[PROBLEM STATEMENT]:
Copy everything from the start of the lines below down to the line containing "[203,171,252,186]", requests included, offsetting every box coordinate by -57. Leave the pictures out of your answer.

-------- LISTING --------

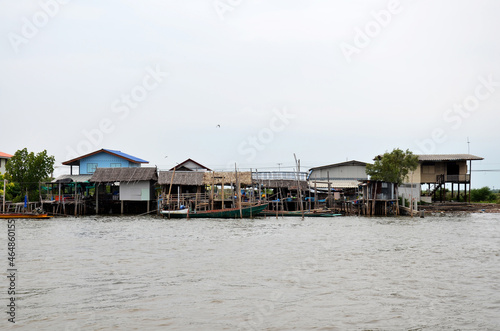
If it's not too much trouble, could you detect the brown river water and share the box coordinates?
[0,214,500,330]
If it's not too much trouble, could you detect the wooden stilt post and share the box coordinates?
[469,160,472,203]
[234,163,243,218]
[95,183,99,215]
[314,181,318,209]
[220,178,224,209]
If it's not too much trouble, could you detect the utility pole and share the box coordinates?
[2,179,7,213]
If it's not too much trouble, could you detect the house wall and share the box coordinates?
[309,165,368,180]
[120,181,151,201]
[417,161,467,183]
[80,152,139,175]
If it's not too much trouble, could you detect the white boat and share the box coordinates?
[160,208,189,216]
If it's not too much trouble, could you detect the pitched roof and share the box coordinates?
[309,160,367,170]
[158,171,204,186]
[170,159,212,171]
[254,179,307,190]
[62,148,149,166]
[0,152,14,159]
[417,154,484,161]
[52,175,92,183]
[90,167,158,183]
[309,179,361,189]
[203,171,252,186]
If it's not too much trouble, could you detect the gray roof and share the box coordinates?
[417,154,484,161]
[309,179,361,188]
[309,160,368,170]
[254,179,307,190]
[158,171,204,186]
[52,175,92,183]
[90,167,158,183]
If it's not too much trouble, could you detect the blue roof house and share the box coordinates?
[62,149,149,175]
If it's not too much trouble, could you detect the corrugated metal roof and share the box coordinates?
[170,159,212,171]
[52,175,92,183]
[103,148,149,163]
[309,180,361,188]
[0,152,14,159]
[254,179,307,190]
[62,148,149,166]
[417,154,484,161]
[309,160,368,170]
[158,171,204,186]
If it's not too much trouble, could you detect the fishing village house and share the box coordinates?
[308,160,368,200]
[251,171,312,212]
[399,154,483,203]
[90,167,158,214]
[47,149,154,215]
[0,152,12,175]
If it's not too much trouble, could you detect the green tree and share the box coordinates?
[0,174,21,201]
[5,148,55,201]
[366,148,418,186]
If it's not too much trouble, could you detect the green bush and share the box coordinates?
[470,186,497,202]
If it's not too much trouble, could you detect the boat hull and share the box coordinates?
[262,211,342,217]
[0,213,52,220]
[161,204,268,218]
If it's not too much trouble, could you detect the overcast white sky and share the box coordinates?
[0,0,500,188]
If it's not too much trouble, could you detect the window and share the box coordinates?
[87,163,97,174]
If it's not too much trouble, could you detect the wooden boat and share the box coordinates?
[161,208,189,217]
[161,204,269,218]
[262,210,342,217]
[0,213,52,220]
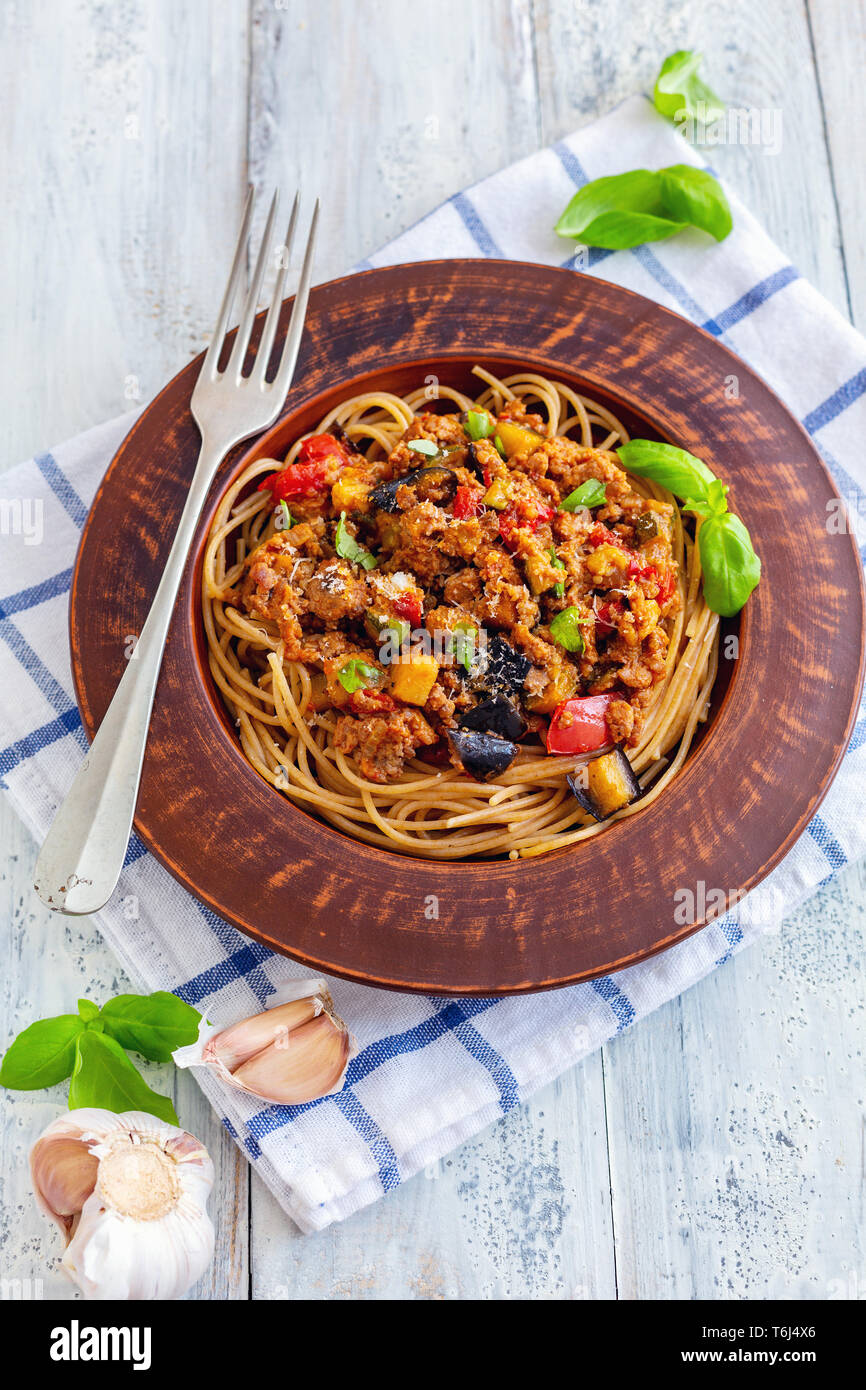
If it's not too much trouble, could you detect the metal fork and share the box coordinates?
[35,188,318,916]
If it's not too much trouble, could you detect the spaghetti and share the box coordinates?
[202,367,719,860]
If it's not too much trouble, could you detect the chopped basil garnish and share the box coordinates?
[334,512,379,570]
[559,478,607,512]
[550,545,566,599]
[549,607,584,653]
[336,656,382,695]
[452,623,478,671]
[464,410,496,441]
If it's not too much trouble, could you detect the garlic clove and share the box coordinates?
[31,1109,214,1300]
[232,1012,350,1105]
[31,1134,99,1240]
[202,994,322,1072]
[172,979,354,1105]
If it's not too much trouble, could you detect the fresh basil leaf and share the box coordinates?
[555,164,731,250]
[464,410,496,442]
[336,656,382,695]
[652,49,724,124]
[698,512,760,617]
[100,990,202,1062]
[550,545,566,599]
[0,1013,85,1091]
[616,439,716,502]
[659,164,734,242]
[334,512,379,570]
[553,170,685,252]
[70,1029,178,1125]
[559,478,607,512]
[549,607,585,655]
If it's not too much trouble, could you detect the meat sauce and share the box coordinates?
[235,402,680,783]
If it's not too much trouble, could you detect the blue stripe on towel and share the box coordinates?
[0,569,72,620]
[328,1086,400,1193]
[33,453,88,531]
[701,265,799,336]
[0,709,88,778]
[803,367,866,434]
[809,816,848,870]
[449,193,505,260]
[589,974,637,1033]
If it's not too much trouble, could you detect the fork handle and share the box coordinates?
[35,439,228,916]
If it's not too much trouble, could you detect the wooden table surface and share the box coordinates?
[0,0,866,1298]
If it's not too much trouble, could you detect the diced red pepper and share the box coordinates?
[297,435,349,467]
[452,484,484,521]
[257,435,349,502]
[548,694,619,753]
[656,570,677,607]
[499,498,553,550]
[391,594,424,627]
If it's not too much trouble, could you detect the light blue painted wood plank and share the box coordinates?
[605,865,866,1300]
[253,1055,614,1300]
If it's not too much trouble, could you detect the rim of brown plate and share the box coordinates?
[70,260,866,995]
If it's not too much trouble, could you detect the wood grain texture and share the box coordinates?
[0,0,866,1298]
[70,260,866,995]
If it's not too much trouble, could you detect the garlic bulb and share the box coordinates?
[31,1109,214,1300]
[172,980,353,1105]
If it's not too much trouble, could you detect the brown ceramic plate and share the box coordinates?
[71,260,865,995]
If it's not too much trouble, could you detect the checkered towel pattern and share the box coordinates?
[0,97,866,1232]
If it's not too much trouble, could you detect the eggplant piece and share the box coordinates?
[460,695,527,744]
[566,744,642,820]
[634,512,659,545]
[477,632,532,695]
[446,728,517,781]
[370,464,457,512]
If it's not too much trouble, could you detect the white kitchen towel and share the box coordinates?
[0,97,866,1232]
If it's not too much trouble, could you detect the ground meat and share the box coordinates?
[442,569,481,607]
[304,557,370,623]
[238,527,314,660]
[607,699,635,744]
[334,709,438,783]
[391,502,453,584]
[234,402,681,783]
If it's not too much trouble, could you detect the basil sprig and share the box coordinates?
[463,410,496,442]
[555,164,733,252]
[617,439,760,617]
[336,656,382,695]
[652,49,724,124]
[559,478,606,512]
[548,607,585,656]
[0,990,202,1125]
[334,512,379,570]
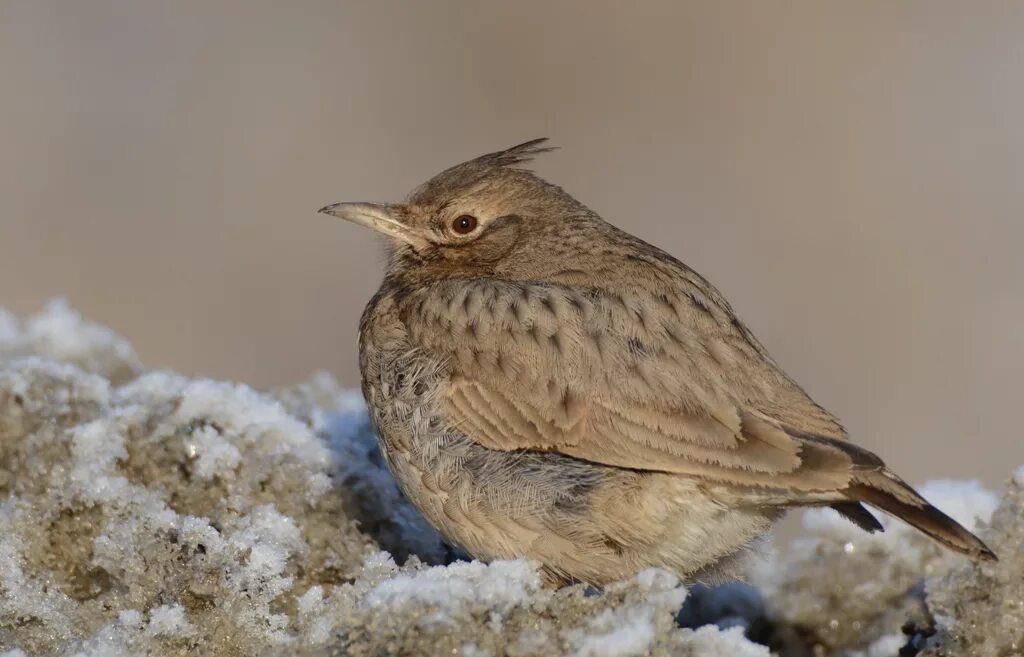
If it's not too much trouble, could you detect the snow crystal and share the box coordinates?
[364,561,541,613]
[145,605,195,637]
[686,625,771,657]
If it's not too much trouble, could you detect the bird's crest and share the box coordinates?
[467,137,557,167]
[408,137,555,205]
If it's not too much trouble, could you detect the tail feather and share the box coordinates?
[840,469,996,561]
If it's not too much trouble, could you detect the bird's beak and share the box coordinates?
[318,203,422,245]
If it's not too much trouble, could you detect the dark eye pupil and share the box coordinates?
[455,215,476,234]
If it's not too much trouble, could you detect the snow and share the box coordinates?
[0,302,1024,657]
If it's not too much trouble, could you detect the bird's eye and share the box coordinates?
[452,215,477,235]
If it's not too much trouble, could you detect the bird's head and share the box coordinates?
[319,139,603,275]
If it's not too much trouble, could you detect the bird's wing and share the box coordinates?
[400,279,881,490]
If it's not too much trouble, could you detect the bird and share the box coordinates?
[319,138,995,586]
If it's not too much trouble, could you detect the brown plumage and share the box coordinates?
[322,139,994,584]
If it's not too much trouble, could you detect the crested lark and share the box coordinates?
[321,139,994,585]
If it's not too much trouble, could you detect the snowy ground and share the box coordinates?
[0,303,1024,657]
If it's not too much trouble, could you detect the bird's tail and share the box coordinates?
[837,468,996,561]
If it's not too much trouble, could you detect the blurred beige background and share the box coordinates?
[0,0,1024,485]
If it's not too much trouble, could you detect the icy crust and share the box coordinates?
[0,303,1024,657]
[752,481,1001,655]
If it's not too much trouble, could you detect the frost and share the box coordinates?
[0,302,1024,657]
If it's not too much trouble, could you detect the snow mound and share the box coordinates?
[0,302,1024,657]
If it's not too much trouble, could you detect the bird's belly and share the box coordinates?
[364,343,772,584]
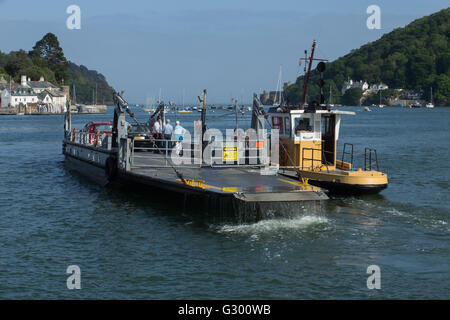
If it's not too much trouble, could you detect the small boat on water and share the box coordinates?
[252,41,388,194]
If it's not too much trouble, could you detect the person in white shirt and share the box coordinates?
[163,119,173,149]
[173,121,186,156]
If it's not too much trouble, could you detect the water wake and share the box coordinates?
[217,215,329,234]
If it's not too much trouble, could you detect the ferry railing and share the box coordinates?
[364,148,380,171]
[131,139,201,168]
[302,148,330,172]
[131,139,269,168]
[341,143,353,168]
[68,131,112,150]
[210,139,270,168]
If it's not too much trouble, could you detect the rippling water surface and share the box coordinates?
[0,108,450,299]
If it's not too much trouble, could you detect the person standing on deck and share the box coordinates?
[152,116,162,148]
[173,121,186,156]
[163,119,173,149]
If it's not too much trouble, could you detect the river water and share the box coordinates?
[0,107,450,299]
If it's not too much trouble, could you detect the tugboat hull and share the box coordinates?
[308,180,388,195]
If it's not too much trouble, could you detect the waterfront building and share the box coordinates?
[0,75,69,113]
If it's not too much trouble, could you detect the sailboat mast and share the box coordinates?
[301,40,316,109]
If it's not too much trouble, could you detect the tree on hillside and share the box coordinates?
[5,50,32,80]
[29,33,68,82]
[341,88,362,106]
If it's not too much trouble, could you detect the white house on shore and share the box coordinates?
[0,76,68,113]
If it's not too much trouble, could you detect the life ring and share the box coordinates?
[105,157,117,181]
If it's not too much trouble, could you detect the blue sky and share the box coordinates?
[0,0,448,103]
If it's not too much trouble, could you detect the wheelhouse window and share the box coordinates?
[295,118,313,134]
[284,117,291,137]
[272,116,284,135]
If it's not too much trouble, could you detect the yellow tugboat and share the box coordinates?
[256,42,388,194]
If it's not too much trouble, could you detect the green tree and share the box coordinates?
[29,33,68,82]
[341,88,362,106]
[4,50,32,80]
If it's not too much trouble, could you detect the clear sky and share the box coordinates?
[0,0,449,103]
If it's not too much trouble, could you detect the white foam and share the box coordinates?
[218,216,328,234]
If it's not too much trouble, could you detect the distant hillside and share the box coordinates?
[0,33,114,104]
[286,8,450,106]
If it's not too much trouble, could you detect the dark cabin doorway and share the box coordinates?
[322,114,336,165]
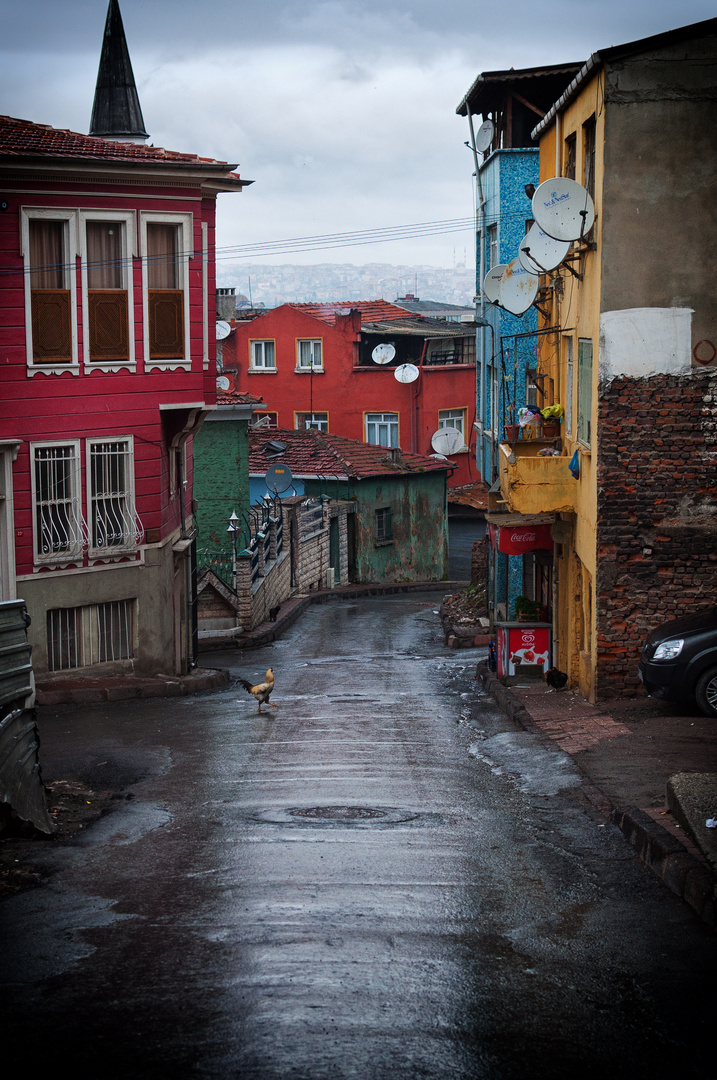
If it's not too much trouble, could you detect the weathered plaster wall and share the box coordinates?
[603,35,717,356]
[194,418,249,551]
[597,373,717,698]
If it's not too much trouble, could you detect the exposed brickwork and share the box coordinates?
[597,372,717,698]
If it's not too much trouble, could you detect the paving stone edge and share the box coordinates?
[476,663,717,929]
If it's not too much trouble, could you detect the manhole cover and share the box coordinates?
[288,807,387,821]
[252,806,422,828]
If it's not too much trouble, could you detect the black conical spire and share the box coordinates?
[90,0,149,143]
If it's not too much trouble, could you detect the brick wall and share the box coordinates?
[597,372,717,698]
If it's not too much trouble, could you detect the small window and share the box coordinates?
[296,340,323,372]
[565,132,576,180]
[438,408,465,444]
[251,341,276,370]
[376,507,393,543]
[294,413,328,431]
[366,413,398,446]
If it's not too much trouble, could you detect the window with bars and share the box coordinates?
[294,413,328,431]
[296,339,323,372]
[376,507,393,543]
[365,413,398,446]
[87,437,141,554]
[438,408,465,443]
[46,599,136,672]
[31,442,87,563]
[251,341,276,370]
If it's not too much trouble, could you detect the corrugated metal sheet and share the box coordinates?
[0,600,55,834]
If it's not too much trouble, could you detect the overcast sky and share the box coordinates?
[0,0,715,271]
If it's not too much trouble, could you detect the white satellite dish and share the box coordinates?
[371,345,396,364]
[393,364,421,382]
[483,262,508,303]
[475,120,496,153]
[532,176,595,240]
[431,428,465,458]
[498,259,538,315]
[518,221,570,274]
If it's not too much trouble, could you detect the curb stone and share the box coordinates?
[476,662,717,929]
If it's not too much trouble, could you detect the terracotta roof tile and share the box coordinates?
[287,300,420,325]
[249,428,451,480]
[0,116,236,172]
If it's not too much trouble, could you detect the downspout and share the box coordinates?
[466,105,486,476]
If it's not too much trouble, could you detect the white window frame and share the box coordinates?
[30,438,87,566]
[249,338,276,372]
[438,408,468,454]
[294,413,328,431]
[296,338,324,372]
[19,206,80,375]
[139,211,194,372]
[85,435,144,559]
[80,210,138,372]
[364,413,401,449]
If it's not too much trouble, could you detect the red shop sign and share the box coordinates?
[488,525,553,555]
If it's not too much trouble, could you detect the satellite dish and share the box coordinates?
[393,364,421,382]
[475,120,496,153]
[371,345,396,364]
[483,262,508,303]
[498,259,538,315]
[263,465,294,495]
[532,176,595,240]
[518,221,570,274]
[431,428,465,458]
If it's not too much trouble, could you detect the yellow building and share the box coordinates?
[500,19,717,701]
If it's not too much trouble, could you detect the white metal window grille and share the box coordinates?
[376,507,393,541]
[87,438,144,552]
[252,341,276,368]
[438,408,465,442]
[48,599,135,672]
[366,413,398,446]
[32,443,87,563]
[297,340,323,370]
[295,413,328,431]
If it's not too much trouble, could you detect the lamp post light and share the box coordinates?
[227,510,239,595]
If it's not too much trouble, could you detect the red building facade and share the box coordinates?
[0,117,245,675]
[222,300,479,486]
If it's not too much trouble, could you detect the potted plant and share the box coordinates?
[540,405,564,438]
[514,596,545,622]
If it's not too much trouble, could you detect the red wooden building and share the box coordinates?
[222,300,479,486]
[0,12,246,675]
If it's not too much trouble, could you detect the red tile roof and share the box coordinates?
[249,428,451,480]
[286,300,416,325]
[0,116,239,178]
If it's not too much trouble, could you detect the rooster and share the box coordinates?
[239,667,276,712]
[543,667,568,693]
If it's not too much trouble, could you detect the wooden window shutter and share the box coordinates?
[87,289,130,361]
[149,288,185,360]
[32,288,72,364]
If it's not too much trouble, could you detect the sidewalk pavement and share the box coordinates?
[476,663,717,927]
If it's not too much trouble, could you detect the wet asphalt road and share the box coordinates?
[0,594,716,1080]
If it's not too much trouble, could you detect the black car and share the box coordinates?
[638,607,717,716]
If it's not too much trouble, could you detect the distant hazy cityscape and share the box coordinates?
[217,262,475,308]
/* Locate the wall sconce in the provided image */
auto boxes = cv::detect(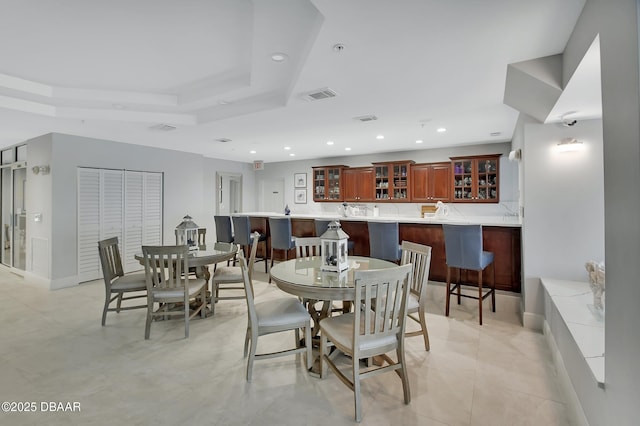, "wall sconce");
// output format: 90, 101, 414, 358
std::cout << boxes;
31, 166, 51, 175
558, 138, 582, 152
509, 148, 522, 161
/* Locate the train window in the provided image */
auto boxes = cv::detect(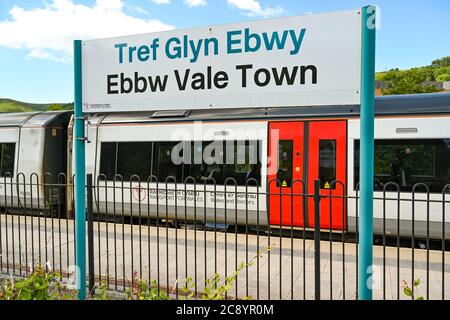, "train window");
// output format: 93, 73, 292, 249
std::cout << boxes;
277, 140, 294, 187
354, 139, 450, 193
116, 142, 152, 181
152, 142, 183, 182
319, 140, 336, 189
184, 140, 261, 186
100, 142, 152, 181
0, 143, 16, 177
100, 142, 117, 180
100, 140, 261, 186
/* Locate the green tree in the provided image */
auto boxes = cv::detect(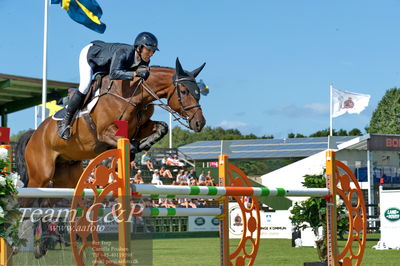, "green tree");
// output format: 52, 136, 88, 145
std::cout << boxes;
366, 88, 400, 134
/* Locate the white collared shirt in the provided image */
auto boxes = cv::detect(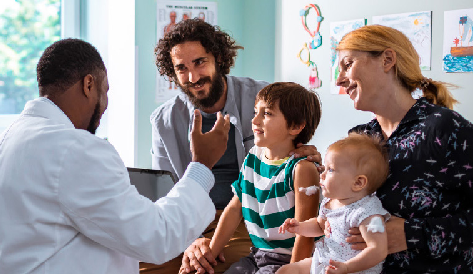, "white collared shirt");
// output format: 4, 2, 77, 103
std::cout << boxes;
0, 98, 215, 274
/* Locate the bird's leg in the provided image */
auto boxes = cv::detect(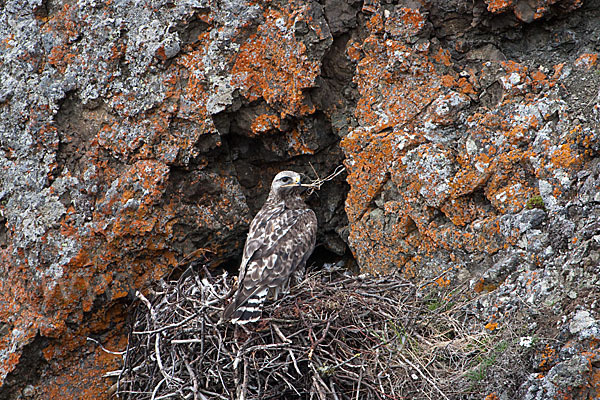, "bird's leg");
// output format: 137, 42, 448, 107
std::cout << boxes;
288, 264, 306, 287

--------

[COMPLETE ANSWER]:
If it's not too much trouble, could you detect the brown river water and share the box coordinates?
[-57,157,443,273]
If it's not too much trouble, could you detect the wooden stilt post and share the box coordinates?
[412,103,415,146]
[177,106,186,161]
[38,126,42,158]
[257,124,261,152]
[163,121,167,152]
If it's not too much trouble, could you detect the utility pole and share the box coordinates?
[-55,122,-50,156]
If it's not too much trouble, could you detect the house wall and share the box coordinates?
[252,108,311,123]
[63,124,94,144]
[360,104,410,126]
[23,95,82,118]
If it's not too much trouble, could you detect the white boat and share the box coordinates?
[103,151,132,159]
If it's not too much trouble, could you detect the pitched roof and share the box coordinates?
[252,103,310,113]
[101,114,147,129]
[113,102,155,114]
[197,122,250,133]
[5,91,92,109]
[-57,95,-43,102]
[360,97,427,104]
[-5,118,35,126]
[33,110,101,126]
[252,122,304,132]
[146,114,195,129]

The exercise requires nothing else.